Data entries
============
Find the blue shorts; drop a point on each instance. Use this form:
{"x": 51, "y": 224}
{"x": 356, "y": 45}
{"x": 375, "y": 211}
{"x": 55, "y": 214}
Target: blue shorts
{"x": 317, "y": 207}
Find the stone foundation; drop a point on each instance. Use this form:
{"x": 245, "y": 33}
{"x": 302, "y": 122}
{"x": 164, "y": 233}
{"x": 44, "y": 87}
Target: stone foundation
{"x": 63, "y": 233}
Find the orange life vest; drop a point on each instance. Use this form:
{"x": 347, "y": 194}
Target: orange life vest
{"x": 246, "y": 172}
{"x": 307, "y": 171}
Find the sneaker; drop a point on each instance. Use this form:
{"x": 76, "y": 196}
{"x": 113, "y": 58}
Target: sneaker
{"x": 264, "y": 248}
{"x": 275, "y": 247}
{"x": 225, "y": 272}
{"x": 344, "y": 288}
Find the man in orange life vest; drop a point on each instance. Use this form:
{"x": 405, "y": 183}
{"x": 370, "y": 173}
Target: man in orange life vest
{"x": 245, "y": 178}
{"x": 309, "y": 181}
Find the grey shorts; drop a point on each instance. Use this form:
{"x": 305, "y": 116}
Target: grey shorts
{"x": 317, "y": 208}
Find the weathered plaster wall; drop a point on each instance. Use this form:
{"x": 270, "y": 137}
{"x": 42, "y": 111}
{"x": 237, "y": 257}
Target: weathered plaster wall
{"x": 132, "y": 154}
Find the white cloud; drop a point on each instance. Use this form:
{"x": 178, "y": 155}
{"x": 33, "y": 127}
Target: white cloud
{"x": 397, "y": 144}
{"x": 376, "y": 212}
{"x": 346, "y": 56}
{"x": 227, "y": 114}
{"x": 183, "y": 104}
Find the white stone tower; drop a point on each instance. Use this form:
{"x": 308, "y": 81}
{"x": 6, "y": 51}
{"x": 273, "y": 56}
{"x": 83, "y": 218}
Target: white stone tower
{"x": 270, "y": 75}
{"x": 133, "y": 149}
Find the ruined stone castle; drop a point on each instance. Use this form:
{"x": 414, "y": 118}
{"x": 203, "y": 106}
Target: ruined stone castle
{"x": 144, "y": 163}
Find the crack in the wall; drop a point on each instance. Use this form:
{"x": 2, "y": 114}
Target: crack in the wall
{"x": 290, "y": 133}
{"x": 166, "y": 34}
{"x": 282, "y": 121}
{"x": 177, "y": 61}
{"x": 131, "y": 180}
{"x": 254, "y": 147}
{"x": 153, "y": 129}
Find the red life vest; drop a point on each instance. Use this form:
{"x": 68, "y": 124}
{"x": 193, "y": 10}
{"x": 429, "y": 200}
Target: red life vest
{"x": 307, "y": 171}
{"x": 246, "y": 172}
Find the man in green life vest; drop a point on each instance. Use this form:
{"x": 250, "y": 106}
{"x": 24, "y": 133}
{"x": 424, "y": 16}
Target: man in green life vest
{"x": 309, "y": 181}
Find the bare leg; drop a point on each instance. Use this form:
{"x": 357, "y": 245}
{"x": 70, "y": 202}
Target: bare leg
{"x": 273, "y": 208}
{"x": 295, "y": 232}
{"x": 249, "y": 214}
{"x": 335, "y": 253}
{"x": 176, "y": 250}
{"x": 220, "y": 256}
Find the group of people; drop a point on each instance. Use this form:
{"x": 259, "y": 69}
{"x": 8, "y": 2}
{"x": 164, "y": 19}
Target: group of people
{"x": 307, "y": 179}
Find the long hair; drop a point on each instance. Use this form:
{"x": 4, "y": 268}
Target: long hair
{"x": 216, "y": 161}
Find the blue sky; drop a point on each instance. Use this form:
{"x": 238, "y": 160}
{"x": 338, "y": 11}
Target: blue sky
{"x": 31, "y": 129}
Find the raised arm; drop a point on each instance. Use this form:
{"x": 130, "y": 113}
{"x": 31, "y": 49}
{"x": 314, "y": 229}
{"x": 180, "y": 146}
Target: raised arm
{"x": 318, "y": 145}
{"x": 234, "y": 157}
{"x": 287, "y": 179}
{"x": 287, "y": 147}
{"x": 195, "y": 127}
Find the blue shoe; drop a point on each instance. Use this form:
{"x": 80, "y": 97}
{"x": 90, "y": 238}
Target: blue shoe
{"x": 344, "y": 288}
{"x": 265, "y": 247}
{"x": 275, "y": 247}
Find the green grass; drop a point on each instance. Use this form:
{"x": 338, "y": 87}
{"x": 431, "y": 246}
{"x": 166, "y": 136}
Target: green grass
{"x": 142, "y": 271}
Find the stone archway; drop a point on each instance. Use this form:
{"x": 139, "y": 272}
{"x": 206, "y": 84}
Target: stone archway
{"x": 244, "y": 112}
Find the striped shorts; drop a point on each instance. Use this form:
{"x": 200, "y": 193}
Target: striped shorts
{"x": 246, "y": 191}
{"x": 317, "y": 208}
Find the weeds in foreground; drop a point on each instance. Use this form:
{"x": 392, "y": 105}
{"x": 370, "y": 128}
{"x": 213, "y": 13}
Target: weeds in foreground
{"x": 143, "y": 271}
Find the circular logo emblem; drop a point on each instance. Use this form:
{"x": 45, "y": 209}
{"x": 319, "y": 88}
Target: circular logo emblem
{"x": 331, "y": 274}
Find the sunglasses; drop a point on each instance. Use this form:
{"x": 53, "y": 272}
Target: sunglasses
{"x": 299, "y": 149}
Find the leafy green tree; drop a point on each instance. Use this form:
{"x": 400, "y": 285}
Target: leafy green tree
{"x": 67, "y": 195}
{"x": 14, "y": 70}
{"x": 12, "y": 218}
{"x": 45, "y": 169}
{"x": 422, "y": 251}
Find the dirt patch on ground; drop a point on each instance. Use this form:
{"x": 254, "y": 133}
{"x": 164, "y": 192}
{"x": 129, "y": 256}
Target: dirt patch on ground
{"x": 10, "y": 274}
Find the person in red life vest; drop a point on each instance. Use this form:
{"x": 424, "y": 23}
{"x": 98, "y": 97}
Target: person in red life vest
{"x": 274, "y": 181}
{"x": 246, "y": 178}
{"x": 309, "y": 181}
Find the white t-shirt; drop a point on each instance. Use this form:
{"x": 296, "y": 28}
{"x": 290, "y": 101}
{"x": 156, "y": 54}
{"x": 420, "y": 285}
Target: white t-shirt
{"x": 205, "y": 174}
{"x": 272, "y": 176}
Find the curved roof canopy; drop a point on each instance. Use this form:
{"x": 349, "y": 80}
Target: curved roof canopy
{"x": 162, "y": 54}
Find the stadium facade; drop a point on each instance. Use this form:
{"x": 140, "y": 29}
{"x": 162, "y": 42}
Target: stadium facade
============
Throughout the data above, report every line that contains the string "facade".

Find the stadium facade; drop a point on each instance. Use this form:
Target: stadium facade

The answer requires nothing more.